Brief 1: Identify each line of the records that contains the string "collar" and copy those lines out. Case counts.

Text excerpt:
....
Conversation
gasche
left a comment
There was a problem hiding this comment.
I believe this is a useful feature, thanks for the contribution. I made minor code comments but I think the general shape is good.
On the other hand, I wonder about the interface: there is a flag -json-modules that does the same thing as the -modules option, but with a JSON rather than textual output. If tomorrow people want to get a JSON output corresponding to the non-modules output, presumably they would add a different flag (-json-file-dependencies?). In general the idea is to have (if implemented) a -json-... flag for each different mode of printing. This is the per-output approach.
(Or is the idea that the only JSON-structured output we could possibly want is the -modules one, because the other one is purely make-specific and adds no useful information? I am not sure about this.)
Another approach that I would naively have expected is a -json flag that would just say: whatever you were planning to do textually, do it in JSON. (So -json -modules is equivalent to your -json-modules, and just -json is equivalent to my -json-file-dependencies above or something). This is the global approach.
From a user perspective I find the global approach simpler. But then we have to emit an error at runtime if the JSON output is not supported for a particular mode; in particular, there is no easy way looking at available options to guess which output modes support the JSON output, while with the per-output approach this is clear.
driver/makedepend.ml
Outdated
| open Parsetree | ||
| module String = Misc.Stdlib.String | ||
|
|
||
| module Json = struct |
There was a problem hiding this comment.
I would move this module to utils/misc.ml, because the logic is not generic to makedepend and could be useful in other places eventually.
There was a problem hiding this comment.
....
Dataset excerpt
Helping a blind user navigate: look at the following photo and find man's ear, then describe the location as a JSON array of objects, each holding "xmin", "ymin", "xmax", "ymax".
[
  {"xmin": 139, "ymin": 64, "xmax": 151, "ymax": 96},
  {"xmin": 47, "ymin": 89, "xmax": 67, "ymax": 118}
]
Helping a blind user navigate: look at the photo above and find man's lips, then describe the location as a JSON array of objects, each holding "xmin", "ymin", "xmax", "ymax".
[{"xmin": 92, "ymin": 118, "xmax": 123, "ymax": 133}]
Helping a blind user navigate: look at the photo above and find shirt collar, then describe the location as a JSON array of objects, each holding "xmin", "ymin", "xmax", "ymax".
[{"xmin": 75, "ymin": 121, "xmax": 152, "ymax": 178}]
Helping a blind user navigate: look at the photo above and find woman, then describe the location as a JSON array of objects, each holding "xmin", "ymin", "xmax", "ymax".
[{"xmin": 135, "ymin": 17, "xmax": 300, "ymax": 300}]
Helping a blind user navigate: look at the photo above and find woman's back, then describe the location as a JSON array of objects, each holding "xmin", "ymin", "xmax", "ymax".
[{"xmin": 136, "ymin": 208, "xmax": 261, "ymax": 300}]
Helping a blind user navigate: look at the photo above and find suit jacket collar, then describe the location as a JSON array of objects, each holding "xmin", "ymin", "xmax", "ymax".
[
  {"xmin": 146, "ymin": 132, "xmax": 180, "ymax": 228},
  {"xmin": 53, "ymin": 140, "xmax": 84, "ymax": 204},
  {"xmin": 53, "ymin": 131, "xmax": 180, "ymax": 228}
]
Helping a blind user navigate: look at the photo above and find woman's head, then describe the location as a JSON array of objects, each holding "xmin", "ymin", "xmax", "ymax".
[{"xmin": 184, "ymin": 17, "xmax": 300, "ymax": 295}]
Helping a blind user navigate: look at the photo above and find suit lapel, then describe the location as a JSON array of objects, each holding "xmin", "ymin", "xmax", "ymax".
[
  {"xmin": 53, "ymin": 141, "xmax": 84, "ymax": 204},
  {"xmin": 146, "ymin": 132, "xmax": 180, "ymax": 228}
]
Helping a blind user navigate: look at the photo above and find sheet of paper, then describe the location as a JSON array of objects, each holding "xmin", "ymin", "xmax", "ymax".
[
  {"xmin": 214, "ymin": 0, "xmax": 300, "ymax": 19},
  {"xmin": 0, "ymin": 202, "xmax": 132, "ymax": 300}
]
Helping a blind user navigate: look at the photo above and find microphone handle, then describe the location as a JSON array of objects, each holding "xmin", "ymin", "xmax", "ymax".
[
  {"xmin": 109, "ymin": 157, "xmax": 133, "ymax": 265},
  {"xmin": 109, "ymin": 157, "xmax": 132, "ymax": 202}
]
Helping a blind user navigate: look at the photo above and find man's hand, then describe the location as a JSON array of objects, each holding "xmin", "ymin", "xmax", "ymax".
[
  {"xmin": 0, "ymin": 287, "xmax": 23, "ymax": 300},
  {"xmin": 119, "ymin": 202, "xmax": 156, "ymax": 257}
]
....
Brief 2: Write the next part of the code review discussion about JSON output flags, picking up after its final line.

Written response 1:
Helping a blind user navigate: look at the photo above and find shirt collar, then describe the location as a JSON array of objects, each holding "xmin", "ymin", "xmax", "ymax".
Helping a blind user navigate: look at the photo above and find suit jacket collar, then describe the location as a JSON array of objects, each holding "xmin", "ymin", "xmax", "ymax".

Written response 2:
@gasche could you please help me with this,
I am always getting the warnings like
Error (warning 60): unused module Json.
Error (warning 32): unused value print. ...
There was a problem hiding this comment.
@muskangarg21 you probably need to export the interface of the Json module in misc.mli. If you don't do this, then the module is not accessible from the outside and the code cannot be used, which would explain the warnings you see.
Changes
Outdated
| Use KEEP_TEST_DIR_ON_SUCCESS=1 to keep all artifacts. | ||
| (Gabriel Scherer, review by Sébastien Hinderer) | ||
|
|
||
| - #7560: Arguement -json-modules added to ocamldep, using this the output |
driver/makedepend.ml
Outdated
| | '\b' -> | ||
| Format.fprintf ppf "\\%c" 'b' | ||
| | '\x00' .. '\x1F' | '\x7F' as c -> | ||
| Format.fprintf ppf "\\u%04X" (Char.code c) |
There was a problem hiding this comment.
We would need someone knowledgeable with JSON escaping rules to review this part.
There was a problem hiding this comment.
Strictly speaking U+007F does not need to be escaped (ref), but it doesn't seems a bad idea to do it. The function looks fine.
driver/makedepend.ml
Outdated
| | `List of t list | ||
| ] | ||
|
|
||
| let comma ppf () = Format.fprintf ppf ",@ " |
There was a problem hiding this comment.
This could be a local function of print, because it is not really useful outside (we wouldn't access Json.comma from the outside). You can use
let rec print ppf =
let comma ... in
function
| `String s -> ...
| ...
driver/makedepend.ml
Outdated
| Clflags.parse_arguments file_dependencies usage; | ||
| Compenv.readenv ppf Before_link; | ||
| if !sort_files then sort_files_by_dependencies !files | ||
| else if !print_json then begin |
There was a problem hiding this comment.
I would prefer if the print_json conditional was close to the place in the code where we decide (or not) to use the -modules output. I believe this is within the print_file_dependencies function.
There was a problem hiding this comment.
@gasche
would it be possible to achieve it without changing the current code structure of else block ?
List.iter print_file_dependencies (List.sort compare !files);
the List.iter is turning out to be a problem for Json printing, so does the code I pushed most recently look good ?
approval was by mistake, I only meant to comment for now
Thank you for your valuable review, I have a few points about why we only require -json-modules flag rather than a -json add-on (in ocamldep).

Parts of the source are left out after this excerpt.